▸ Requirement
Lines of the listing below that contain the string "window" are to be returned.

:::::

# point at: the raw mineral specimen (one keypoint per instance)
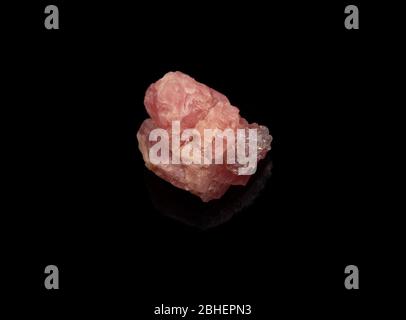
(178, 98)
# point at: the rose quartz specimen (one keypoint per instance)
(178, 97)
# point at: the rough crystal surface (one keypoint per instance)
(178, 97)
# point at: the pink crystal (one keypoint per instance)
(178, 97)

:::::

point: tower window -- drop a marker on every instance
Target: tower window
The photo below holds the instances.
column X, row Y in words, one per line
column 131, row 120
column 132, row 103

:::::

▸ Solution
point: tower window -- drop a marker on every instance
Target: tower window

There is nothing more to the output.